(WHAT THIS TASK INVOLVES):
Repeat every entry exactly as it appears.

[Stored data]
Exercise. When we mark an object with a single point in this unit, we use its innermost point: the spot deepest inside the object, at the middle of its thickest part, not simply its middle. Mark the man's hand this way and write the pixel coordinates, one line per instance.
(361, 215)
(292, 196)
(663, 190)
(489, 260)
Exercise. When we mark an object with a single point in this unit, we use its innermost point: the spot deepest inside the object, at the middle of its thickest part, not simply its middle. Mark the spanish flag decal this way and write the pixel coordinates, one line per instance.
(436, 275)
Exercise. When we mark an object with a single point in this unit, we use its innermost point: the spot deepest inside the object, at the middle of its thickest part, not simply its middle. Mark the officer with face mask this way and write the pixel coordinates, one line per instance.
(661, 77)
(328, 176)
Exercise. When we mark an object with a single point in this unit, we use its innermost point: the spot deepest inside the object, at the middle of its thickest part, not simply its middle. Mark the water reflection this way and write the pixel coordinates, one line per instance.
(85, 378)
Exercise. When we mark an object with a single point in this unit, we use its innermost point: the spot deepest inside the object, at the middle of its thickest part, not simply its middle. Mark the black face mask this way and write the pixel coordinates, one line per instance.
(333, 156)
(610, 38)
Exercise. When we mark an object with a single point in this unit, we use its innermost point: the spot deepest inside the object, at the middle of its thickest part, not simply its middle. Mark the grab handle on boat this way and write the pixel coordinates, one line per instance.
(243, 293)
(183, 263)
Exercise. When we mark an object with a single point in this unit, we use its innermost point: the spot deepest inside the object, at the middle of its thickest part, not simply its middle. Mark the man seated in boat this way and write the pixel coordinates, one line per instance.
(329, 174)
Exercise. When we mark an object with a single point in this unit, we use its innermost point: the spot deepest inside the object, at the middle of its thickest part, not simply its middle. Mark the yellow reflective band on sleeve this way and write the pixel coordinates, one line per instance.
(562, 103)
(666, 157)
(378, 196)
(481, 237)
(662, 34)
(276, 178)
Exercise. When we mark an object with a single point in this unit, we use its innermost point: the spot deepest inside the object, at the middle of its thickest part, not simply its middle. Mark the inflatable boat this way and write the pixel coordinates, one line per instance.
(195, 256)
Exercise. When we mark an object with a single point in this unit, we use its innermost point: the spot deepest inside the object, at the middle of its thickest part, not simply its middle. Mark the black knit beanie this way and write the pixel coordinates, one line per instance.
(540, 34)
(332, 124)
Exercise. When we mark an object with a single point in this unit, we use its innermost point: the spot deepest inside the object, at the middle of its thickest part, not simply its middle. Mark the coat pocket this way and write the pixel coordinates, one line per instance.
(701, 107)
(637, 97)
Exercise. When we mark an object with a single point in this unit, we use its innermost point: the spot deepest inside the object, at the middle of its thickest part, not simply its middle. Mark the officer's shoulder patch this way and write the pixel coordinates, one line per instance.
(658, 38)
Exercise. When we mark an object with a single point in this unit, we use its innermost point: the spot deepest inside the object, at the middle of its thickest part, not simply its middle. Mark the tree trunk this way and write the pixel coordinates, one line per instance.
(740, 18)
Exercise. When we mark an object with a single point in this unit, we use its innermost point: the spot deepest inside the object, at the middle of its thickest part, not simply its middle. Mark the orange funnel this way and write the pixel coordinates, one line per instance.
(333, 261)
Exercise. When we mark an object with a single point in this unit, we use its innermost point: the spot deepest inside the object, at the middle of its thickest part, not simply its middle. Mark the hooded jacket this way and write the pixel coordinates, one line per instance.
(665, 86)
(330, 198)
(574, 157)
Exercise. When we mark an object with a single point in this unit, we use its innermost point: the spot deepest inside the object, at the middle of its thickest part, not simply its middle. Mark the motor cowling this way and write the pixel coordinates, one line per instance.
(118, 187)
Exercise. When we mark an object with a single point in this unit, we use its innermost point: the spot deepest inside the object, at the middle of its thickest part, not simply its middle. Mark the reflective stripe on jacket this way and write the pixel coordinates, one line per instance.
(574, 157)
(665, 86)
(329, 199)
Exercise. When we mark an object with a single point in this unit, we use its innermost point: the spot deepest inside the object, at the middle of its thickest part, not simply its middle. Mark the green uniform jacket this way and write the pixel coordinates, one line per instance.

(TASK SOLUTION):
Exercise. When we mark an object with a single point in this unit, we use its innermost point: the spot deepest inside the object, at the middle of its thickest part, not simply its middle. Mark the man's hand this way and write the pixel coordinates, one line per instance.
(361, 215)
(292, 196)
(663, 190)
(489, 260)
Exercise. When we mark an object with a single point in this unit, we use its innermost point: the spot deepest inside the object, at the middle of its thickest part, not simply its middle. Mark the spanish flag decal this way and write the pixel coordinates, one line per instance.
(436, 275)
Exercise. When we mark an object with a single point in this unit, we use its innermost point: the spot deepest inside the object, at the middle of its thickest part, not simply its middle. Mark the officer with face mask this way and write the pixel coordinates, one line per instance.
(661, 77)
(328, 176)
Exercise. When we mark an object with a single point in this unit, we use its innermost point: the spot deepest inside the object, at the middle of its thickest part, not simply its middle. Mark the water reflection this way and write the pixel coordinates, one line per instance.
(85, 378)
Exercise. When we mark an object with a single point in this unit, we use its innermost point: the spot deepest inside the object, at the middle of its thickest part, not simply its middle. Mark the black face mask this way and write the pixel coordinates, one line per instance.
(333, 156)
(610, 38)
Exercise. When we mark an object with a single point in this unit, we use its innermost point: the spot deepest inside the object, at the middle of its thickest part, not simply its middle. Mark the grab handle on boat this way and write the pixel coordinates, one line per instance.
(243, 293)
(183, 263)
Exercise. When we mark an object with a single point in this unit, we use its innermost point: the spot deepest inside the object, at the middle of its thickest part, not simply its middle. Mark the man seated in boat this way and write the pixel coordinates, one line per instance.
(329, 174)
Exercise. When we mark an object with a single point in this unit, we use its innermost point: the spot deepest inside the object, at the middle of its thickest part, not simply its middle. Mark the yellow reflective band on sleeve this way and write the pixel coordinates, one line per instance.
(562, 103)
(666, 157)
(378, 196)
(481, 237)
(662, 34)
(276, 178)
Exercise. When we mark an object with a single point in this unit, we use its innermost point: the spot deepest inside the object, at the middle of its thickest part, not simply its middle. Mark the inflatable boat this way and write the pixel coordinates, one line per instance.
(195, 256)
Exercise. When we mark an object with a single point in this unit, we use its innermost point: the spot deepest inside the object, at the middle of its thickest part, not simply its middle. Mark the black knit beanie this way and write the pixel coordinates, one line per instance.
(540, 34)
(332, 124)
Exercise. When we mark an object with a single point in this unit, we use its innermost point: the spot deepest inside the object, at the middle of its thickest part, not simply its middle. Mark the coat pocket this way and write the pixel coordinates, one line per instance.
(701, 107)
(637, 97)
Exercise. When we mark an object with a single point in this unit, we use its innermost point: the spot deepest inside the object, at the middle of its thickest part, not simply its middle. Mark the officer's shoulder patch this way and write the pixel coordinates, one line per instance.
(658, 38)
Exercise. When we mark an object with a single point in this unit, we use its innermost point: the spot deepest inside the object, at the middle of its thickest part, not simply its middle. Mark the tree trunk this way and write the pixel coordinates, one line per instance.
(740, 18)
Exercise. When we mark an object with a single point in this unit, we use its innermost point: the spot deepest inside the object, at the middle of its thickest part, not simply its middle. Mark the orange funnel this way and write the pixel coordinates, one line per instance.
(333, 261)
Exercise. When we mark an object with a single point in this unit, we use its innermost point: the spot deepest inside the object, at the middle of its thickest part, not simply its middle. Mark the hooded jacket this way and write the pixel coordinates, one line per instance.
(665, 86)
(330, 198)
(574, 157)
Exercise. When we mark an object with a single point in this unit, we use its innermost point: the spot deepest inside the object, at the middle of its thickest part, not simply its middle. Mark the motor cowling this way and write the pixel coordinates, one line per instance.
(118, 187)
Exercise. When we mark an object with a single point in this unit, we use its innermost point: the spot deepest inside the object, at the middle of its thickest part, not simply its middle. Mark the reflective stripe on jacket this way and write the pixel coordinates, one line per instance.
(574, 157)
(665, 86)
(329, 199)
Exercise. When we mark an object with a single point in this unit, we use its innermost point: the spot deepest inside the object, at the middle of its thickest part, not simply its middle. Mark the green uniform jacket this way and write the pixel coordinates, one line per instance.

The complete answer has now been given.